Point annotation records:
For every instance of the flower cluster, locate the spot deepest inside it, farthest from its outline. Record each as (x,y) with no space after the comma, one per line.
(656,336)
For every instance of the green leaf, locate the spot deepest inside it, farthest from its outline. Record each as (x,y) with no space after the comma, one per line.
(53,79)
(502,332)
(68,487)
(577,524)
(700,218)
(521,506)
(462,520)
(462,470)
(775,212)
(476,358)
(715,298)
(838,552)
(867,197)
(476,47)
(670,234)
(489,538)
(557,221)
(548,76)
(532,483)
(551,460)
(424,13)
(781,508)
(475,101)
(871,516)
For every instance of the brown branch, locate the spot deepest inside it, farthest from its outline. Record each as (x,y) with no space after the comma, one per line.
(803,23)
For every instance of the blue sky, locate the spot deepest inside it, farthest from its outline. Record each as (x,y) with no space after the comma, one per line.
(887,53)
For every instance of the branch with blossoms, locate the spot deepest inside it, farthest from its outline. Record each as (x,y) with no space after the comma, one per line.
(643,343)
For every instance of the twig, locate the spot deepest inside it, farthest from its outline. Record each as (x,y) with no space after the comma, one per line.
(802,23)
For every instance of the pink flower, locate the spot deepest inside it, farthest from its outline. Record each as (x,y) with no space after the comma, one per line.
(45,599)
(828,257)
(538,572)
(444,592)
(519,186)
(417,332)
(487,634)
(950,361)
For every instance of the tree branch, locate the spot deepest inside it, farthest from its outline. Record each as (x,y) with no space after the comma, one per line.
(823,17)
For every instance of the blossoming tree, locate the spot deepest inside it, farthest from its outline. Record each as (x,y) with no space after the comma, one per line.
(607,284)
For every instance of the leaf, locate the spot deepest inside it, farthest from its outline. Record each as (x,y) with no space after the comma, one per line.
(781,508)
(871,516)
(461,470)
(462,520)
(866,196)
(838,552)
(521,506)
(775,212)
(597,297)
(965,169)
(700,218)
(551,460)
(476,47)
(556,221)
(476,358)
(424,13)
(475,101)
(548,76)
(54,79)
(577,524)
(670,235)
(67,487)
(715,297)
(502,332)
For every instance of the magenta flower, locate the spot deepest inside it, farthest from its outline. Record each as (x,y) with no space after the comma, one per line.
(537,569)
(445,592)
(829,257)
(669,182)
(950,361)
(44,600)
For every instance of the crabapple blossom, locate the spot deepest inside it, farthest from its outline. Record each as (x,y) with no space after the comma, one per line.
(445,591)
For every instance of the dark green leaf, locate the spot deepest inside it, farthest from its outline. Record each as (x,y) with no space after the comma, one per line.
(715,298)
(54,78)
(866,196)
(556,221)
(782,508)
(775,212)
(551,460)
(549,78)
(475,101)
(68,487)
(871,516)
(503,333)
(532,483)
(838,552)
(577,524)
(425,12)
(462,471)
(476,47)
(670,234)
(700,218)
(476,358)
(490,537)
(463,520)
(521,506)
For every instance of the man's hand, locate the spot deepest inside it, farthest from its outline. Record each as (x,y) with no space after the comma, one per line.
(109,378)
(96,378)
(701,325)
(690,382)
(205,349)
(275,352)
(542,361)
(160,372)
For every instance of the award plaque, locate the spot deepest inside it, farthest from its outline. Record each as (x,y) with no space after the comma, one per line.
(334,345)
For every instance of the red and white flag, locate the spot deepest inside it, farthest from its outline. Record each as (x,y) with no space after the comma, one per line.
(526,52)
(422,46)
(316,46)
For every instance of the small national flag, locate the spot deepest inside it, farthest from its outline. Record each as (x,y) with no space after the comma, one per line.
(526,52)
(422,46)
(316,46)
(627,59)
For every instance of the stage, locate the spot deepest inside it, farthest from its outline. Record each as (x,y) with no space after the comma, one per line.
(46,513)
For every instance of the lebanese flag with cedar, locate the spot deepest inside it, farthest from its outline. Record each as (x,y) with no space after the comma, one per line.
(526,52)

## PROBLEM DETAILS
Copy out every line of the records above without any changes.

## EXERCISE RESPONSE
For every instance of the flower cluster, locate the spot deepest inside it, farthest from its outline. Record each as (x,y) with no space after the comma, one per line.
(656,336)
For every instance of the green leaf, locate the spot deepest inside it, farthest from its outline. Record each as (x,y) with no space after the comma, one per line.
(53,79)
(502,332)
(68,487)
(577,524)
(700,218)
(521,506)
(462,520)
(462,470)
(775,212)
(476,358)
(715,298)
(838,552)
(867,197)
(476,47)
(670,234)
(489,538)
(557,221)
(548,76)
(532,483)
(551,460)
(424,13)
(781,508)
(475,101)
(871,516)
For every instance of the brown branch, locate the spot deepest inside it, farthest from its outline. Record each as (x,y) with no space after the comma, one per line.
(803,23)
For every instance of the blue sky, locate the spot deepest inside it, farthest from its outline. Record each as (x,y) with no space after the comma, one per line.
(887,53)
For every instance of the branch with blossoms, locate the spot deepest inside it, farthest from its outline. Record each as (x,y) with no space after the comma, one per line.
(643,343)
For every instance of the twig, locate the spot deepest inside it, farthest from its outline. Record each as (x,y) with no space after the comma, one per line.
(802,23)
For every instance of the pink flower, locate the spot deepest inside it, farthest from its outline. Record each as (x,y) with no space after the comma, one per line.
(45,599)
(828,257)
(538,572)
(444,592)
(519,186)
(417,332)
(487,634)
(950,361)
For every instance of the tree branch, locate the spot deepest inside it, farthest from its outline. Record each as (x,y) with no space after the comma, one per line.
(823,17)
For every instance of the blossoming tree, locate the spot deepest inside it, farthest from its outline. Record each as (x,y) with no space after the comma, one per line.
(607,284)
For every instance of the leaf, locate the spot deepest inside it, farthest from its outline. Record each as (x,y) with no space after the comma, one per line.
(781,508)
(871,516)
(461,470)
(462,520)
(866,196)
(838,552)
(521,506)
(775,212)
(597,297)
(965,169)
(700,218)
(551,460)
(476,47)
(556,221)
(476,358)
(424,13)
(475,101)
(548,76)
(54,79)
(577,524)
(670,235)
(67,487)
(715,297)
(502,332)
For every instance of the magenta flower, locate the spot deepest inside it, farthest from its outline. Record each as (x,y) with no space after the comma, one per line.
(537,569)
(445,592)
(829,257)
(669,182)
(950,361)
(44,600)
For every instance of the crabapple blossom, locate the spot deepest inside it, farthest from its outline. Record each as (x,y) with no space after the comma, one per line.
(445,591)
For every instance of the dark green leaf, locate the spot deepest inside it, farthest from its outline. Record each as (x,y) with no space after the comma, one per line.
(715,298)
(54,78)
(866,196)
(556,221)
(782,508)
(775,212)
(551,460)
(549,78)
(475,101)
(68,487)
(871,516)
(503,333)
(532,483)
(838,552)
(577,524)
(425,12)
(462,471)
(476,47)
(670,234)
(700,218)
(476,358)
(490,537)
(463,520)
(521,506)
For every instance of the man's hand, locate the spot deepest inside it, farthest from its outline. Record each as (x,y) with no space after the comma, one per line.
(109,378)
(96,378)
(701,325)
(690,382)
(205,349)
(275,352)
(542,361)
(160,372)
For every instance of the award plaque, locate the spot deepest inside it, farthest from its outline. Record each as (x,y) with no space after the comma, one per line.
(334,345)
For every instance of the red and white flag, locate the spot deepest inside it, farthest from its outline. Record each as (x,y) with no space after the comma, one per line.
(526,52)
(422,46)
(316,46)
For every instance of the small national flag, locate the spot deepest inside it, farthest from its outline. Record each as (x,y) with no space after the comma, one per line.
(526,52)
(422,46)
(316,46)
(627,59)
For every instance of the stage, locate the spot deepest inside it, farthest from its outline. Record each as (x,y) with no space after the comma, one per line.
(46,513)
For every instance of the lebanese flag with cedar, locate the spot deepest inside it, farthest from its outline. Record each as (x,y) with no space after the comma, one per line.
(526,52)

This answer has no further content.